[start Materials provided]

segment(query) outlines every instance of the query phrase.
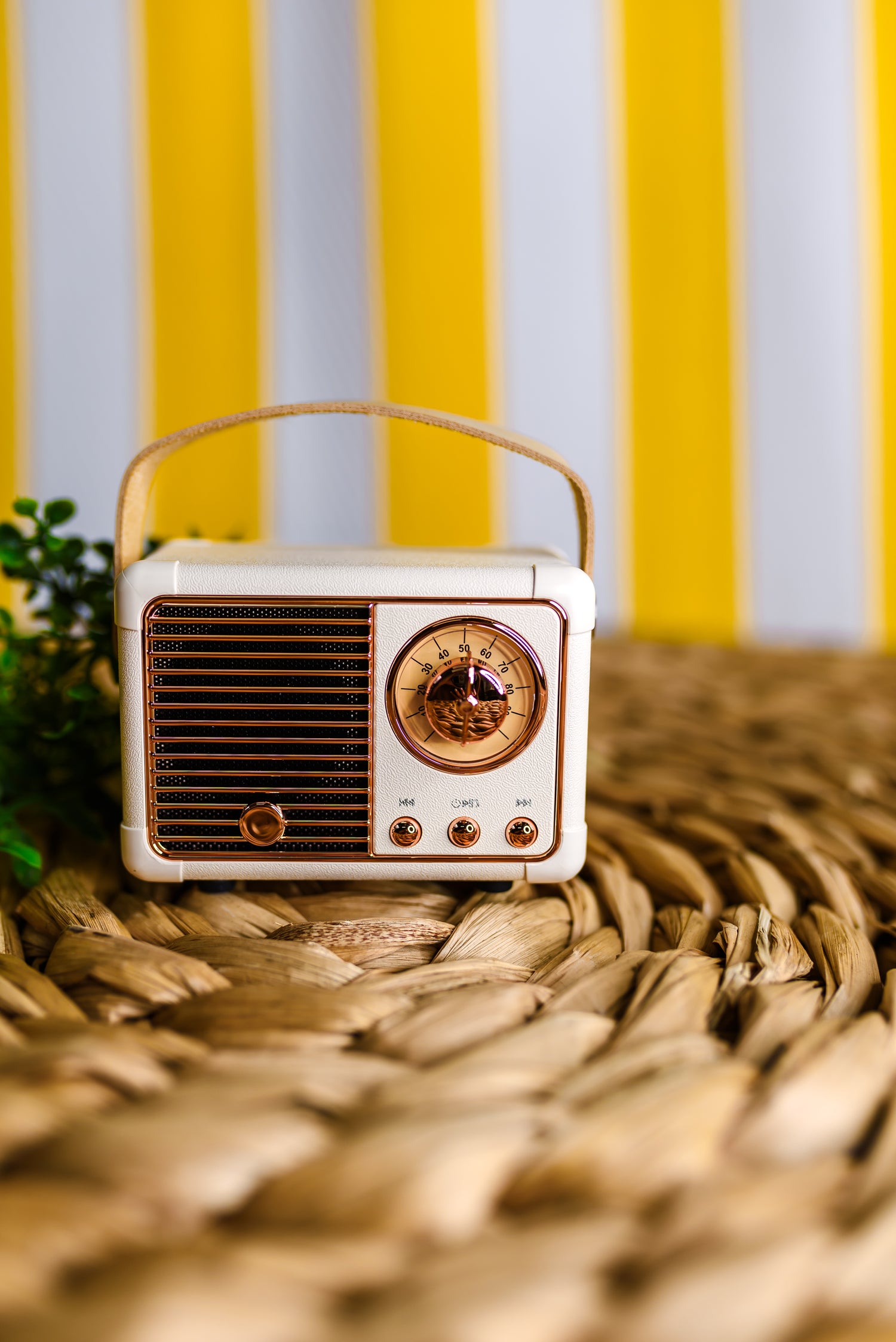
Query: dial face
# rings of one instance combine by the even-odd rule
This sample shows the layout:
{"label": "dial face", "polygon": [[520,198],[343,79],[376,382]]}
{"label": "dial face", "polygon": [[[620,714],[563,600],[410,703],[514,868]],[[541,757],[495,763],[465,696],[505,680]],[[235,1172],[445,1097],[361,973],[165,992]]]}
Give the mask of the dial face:
{"label": "dial face", "polygon": [[389,721],[437,769],[506,764],[545,715],[542,666],[524,639],[494,620],[444,620],[404,646],[386,683]]}

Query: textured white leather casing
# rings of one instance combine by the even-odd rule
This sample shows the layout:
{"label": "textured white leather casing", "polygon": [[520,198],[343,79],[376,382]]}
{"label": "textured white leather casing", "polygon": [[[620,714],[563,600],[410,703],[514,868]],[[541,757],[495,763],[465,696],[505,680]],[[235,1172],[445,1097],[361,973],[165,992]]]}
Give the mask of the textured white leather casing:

[end Materials provided]

## Work instructions
Please reproduce all of the entries above word for word, leaving out the pictures.

## Answer to this task
segment(query) outlines every instance of the query phrase.
Query: dial face
# rings of one instance combine by the even-odd rule
This sample shows the layout:
{"label": "dial face", "polygon": [[520,198],[343,79],[376,382]]}
{"label": "dial face", "polygon": [[[620,714],[563,600],[410,703],[514,868]],[[541,757],[495,763],[465,696],[505,680]],[[235,1172],[445,1097],[361,973],[165,992]]]}
Give the mask of the dial face:
{"label": "dial face", "polygon": [[389,721],[437,769],[506,764],[545,715],[542,666],[524,639],[494,620],[444,620],[404,646],[386,683]]}

Query: textured white leather casing
# rings of one instance combine by the even-odd rule
This sample shows the layout:
{"label": "textured white leather casing", "polygon": [[520,198],[343,79],[376,382]]}
{"label": "textured white leather casing", "polygon": [[[620,714],[563,600],[410,703],[514,868]],[[541,757],[495,763],[465,696],[505,680]],[[235,1172],[445,1097],[361,973],[165,992]]]}
Give the mask of the textured white leather casing:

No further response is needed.